# [Problems to work on]
#1 The Tianjin strike report introduces each quoted section with a line beginning "From". List every source named in those lines.
#2 Carry on the Tianjin strike report, starting after its final sentence.

───── Passage shown ─────

Toyoda Gosei Strike in Dongli Development Zone, Tianjin

13:16 Jun 17 2010 Toyoda Gosei (Tianjin) Precise Plastic Co., Ltd. No.15 Zi Jing Road, Tianjin Airport Industrial Park Free Trade Zone, Tianjin, 300308, China

Toyoda Gosei Strike in Dongli Development Zone, Tianjin
From BBC:

Production at one of Toyota's main assembly plants in China has been hit by a strike at one of the carmaker's affiliated suppliers.

Workers at the Toyoda Gosei plant in the northern city of Tianjin went on strike over wages on Thursday.

This is the second Toyota supplier this week to be hit by strike action.

Another of Japan's big carmakers, Honda, was forced to halt production last week at two assembly plants in China after workers went on strike.

"All three assembly lines of Tianjin FAW Toyota have been suspended since midday on Friday," said Toyota spokeswoman Mieko Iwasaki.

A spokesman for the Toyoda Gosei said the company was still negotiating over pay and did not know when production would resume.

The latest walkout follows a strike at another plastics plant that supplies Toyota in Tianjin earlier this week.

Last week, Honda production was hit by walkouts at exhaust-maker Foshan Fengfu Autoparts.

This was the second time in two weeks that its Chinese production had been hit by a walkout over pay at a local supplier.

The strikes come as labour disputes over pay are growing in number in China.

From Lance Carter:

Toyota Gosei in Dongli Development Zone, Tianjin
-strike from June 17th to June 19th.
-total of 1,300 workers employed;[1,700 workers on strike (discrepancy in statistics).
-demanded salaries be raised from an average of ¥1500 to ¥1800 (about 20%).
received ¥200 pay increase (about 13%).

From SCMP:

Labour unrest continues to spread across the mainland, with Japan's Toyota Motor dealing with a second strike this week and another Japanese carmaker, Honda, again hit by a one-day strike.

A strike may also resume at a factory that makes locks for Honda after management failed yesterday to offer the pay rise demanded by workers.

Observers say the strikes highlight the broader demand for wage increases from mainland workers, who have long been underpaid and overworked.

The central government has long been aware of the potential danger posed by discontent among its 130 million-strong migrant workforce, but it is reluctant to allow independent trade unions because of fears that they could challenge party rule.

───── Extracted material ─────

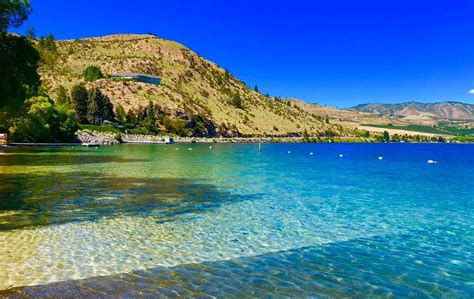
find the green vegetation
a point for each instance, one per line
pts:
(37, 119)
(79, 97)
(44, 122)
(92, 73)
(19, 78)
(48, 50)
(237, 101)
(442, 130)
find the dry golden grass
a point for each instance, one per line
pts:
(190, 84)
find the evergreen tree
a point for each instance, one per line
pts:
(79, 99)
(95, 107)
(62, 97)
(92, 73)
(13, 13)
(120, 113)
(30, 33)
(237, 101)
(108, 109)
(305, 136)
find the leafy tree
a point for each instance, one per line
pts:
(226, 75)
(120, 113)
(48, 43)
(13, 13)
(62, 97)
(108, 109)
(30, 33)
(237, 101)
(79, 99)
(19, 78)
(305, 136)
(92, 73)
(44, 122)
(95, 107)
(48, 50)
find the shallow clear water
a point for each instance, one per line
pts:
(232, 221)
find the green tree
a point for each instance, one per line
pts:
(92, 73)
(62, 97)
(305, 136)
(108, 109)
(48, 50)
(13, 13)
(48, 43)
(237, 101)
(79, 99)
(44, 122)
(120, 113)
(95, 107)
(30, 32)
(19, 78)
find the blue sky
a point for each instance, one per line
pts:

─────

# [Written answers]
#1
BBC
Lance Carter
SCMP

#2
Workers at Toyoda Gosei, a Tianjin car parts factory affiliated with Toyota, went on strike on Thursday, and more joined in yesterday after hearing about police beating two workers on Thursday night, staff at the plant told the South China Morning Post.

'All the workers were talking about the beating incident this morning and everyone is very angry,' said a staff member, who declined to be named.

Some workers returned to work yesterday afternoon after the company denied the incident, but many remained upset and continued to strike, staff members said.

Reuters reported that a grainy video shot by a worker on his mobile phone inside the factory on Thursday night showed scuffles between police and workers, punctuated by screams of 'the police are coming'.

A Beijing-based Toyota spokesman said it was aware of the strike at Tianjin Toyoda Gosei and was monitoring the situation.

He said the strike at the component factory had not yet affected Toyota's mainland car plants.

The strike was the second to hit Toyota this week. Workers at another supplier of the carmaker, Tianjin Star Light Rubber and Plastic - also a Toyoda Gosei unit - downed tools on Tuesday but resumed production on Wednesday after the company agreed to discuss wage increases for its 800 workers.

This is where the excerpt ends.